(Required work):
**a.** Answer these questions about the forum thread on breakers, giving each answer on its own line and marked (i), (ii), (iii):
(i) According to the opening post, what is wiring sized by?
(ii) Which voltage does labotomi say makes ionization and a continued arc very remote?
(iii) What scenario does jsriley5 say he was talking about?
**b.** Could you rewrite the paragraph in the forum thread on breakers that begins "Now the exception is" as a short bulleted list that keeps its main facts?
**c.** Which usernames appear in the forum thread on breakers, counting both post headers and quoted posters?

** Begin Document passage **

AC and DC breakers are different and you shouldn't use them with DC. The wiring however is sized by ampacity and that doesn't change, so a 15 amp circuit can handle 15 amp dc as well. Consider some cheap in-line fuses.
What you have done with finding ways of using less power sounds great, laptops are much better than most tvs or desktops.


----------



## labotomi (Feb 14, 2010)

cowboyhermit said:


> AC and DC breakers are different and you shouldn't use them with DC.


I'd agree if her were using a higher DC voltage, but he's mentioned a car alternator powering batteries. The potential of 12V causing ionization and a continued arc is very remote.

Now the exception is if the breakers have electronic trip units. Those would have to specify AC, DC or Both. These are used in industrial settings, but not (normally) in homes. Those types would not necessarily recognize the increased currents due to the way current is sensed.


----------



## sgtrunningfool (Dec 8, 2012)

You should listen to the two part series on this topic on the survival blog psot


----------



## jsriley5 (Sep 22, 2012)

Thanks all I appreciate the thoughts and discussion. Do keep in mind I was talking about teotwaki and the grid ain't coming back so while pulling the meter is an important step there would be little worry about the electric company coming by. I wouldn't bother with this for short term or even just a month of power outtage.

** End Document passage **
** Begin Provided records **

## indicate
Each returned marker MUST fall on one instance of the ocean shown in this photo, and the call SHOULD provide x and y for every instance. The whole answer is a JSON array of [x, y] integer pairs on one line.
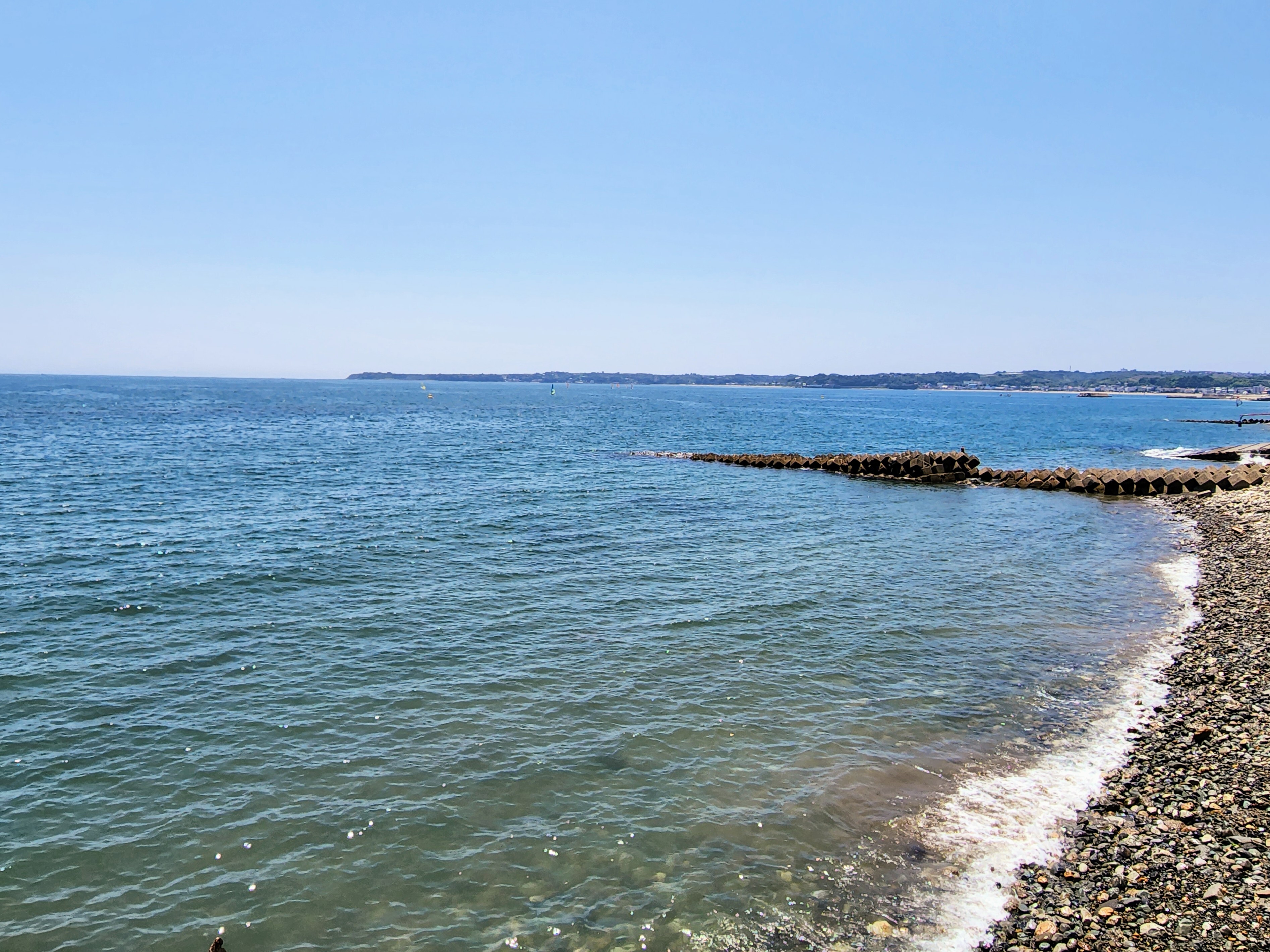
[[343, 665]]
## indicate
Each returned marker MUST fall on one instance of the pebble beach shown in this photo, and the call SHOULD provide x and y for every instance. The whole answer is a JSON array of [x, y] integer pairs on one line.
[[1173, 853]]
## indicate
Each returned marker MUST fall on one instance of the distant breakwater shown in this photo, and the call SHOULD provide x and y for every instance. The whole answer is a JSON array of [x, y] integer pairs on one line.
[[914, 466]]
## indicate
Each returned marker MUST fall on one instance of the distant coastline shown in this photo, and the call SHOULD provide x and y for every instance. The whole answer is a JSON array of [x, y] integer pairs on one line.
[[1202, 383]]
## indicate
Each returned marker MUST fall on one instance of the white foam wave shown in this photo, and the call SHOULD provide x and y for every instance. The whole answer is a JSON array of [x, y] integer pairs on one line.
[[1175, 454], [994, 823]]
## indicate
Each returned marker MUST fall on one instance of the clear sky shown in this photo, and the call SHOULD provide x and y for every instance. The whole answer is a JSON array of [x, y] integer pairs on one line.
[[314, 190]]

** End Provided records **

(Per-task answers):
**a.**
(i) Ampacity.
(ii) 12V.
(iii) Teotwaki, where the grid isn't coming back.

**b.**
- The exception is breakers with electronic trip units.
- These must specify AC, DC or both.
- They are used in industrial settings but not normally in homes.
- Because of how they sense current, they would not necessarily recognize the increased currents.

**c.**
labotomi
cowboyhermit
sgtrunningfool
jsriley5